• **Selected text**:
* * * * * * *
Novartis Announces FDA Filing Acceptance and Priority Review for AVXS-101
Novartis today announced that the U.S. Food and Drug Administration (FDA) has accepted the company’s Biologics License Application (BLA) for AVXS-101, now known as ZOLGENSMA® (onasemnogene abeparvovec-xxxx)1, an investigational gene replacement therapy for the treatment of spinal muscular atrophy (SMA) Type 1. ZOLGENSMA is designed to address the genetic root cause of SMA Type 1, a deadly neuromuscular disease with limited treatment options. ZOLGENSMA previously received Breakthrough Therapy designation and has been granted Priority Review by the FDA, with regulatory action anticipated in May 2019.
This first filing is for intravenous (IV) delivery of gene therapy. Based on typical practices, the expectation is that the FDA approval for IV delivery will closely match the IV clinical trial participants, who were SMA type I infants under nine months of age.
SMA is caused by a defective or missing SMN1 gene. Without a functional SMN1 gene, infants with SMA Type 1 rapidly lose the motor neurons responsible for muscle functions such as breathing, swallowing, speaking and walking. Left untreated, a baby’s muscles become progressively weaker eventually leading to paralysis or death, in most cases by his or her second birthday. Delivered as a single, one-time infusion, this breakthrough technology works by replacing the missing or defective SMN1 gene with a functional copy that makes SMN protein, thereby improving motor neuron function and survival.
“This important step by the FDA brings us ever closer to delivering ZOLGENSMA to patients with SMA Type 1. Babies affected by this rare disease are currently faced with debilitating disease progression and lifelong invasive chronic treatment. As a one-time infusion that addresses the genetic root cause of SMA without the need for repeat dosing, ZOLGENSMA represents a potentially significant therapeutic advance for these patients and their families,” said David Lennon, president of AveXis. “The introduction of one-time, potentially curative therapies will require rethinking how our healthcare system manages diagnosis, treatment, care and associated costs for patients with genetic disease. Novartis and AveXis are proud to lead the way toward a modern healthcare system built on the tremendous value of truly innovative and transformative medicines that could bend the curve of life. We are committed to flexibly partnering with healthcare stakeholders to ensure appropriate access to our medicines.”
In the START trial, all 15 patients infused with ZOLGENSMA were alive and without the need for permanent ventilation* at 24 months. Ninety-two percent (11/12) of patients who received the proposed therapeutic dose of ZOLGENSMA could sit unassisted for ≥5 seconds, a milestone never achieved in the natural history of SMA Type 1. Natural history indicates that more than 90 percent of untreated patients with SMA Type 1 will die or require permanent ventilation by 24 months of age.5 Patients who voluntarily enrolled in an ongoing observational long-term follow-up of the START trial have maintained their developmental motor milestones – including patients who are four years post infusion – with some achieving additional motor milestones. The most commonly observed side effect in the ZOLGENSMA clinical trial was elevated liver enzymes.
* * * * * * *
• **Instructions for the task**: According to the Novartis announcement, when is the FDA expected to take regulatory action on ZOLGENSMA?

• **Given data**:
* * * * * * *
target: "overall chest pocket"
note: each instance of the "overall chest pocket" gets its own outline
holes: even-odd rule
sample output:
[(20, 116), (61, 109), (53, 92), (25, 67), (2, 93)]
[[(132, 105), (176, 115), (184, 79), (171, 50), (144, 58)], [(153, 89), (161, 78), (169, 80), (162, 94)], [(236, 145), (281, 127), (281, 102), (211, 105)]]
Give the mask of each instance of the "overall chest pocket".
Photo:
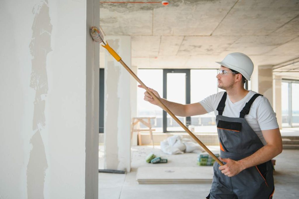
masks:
* * * * * * *
• **Response to this task**: May 2019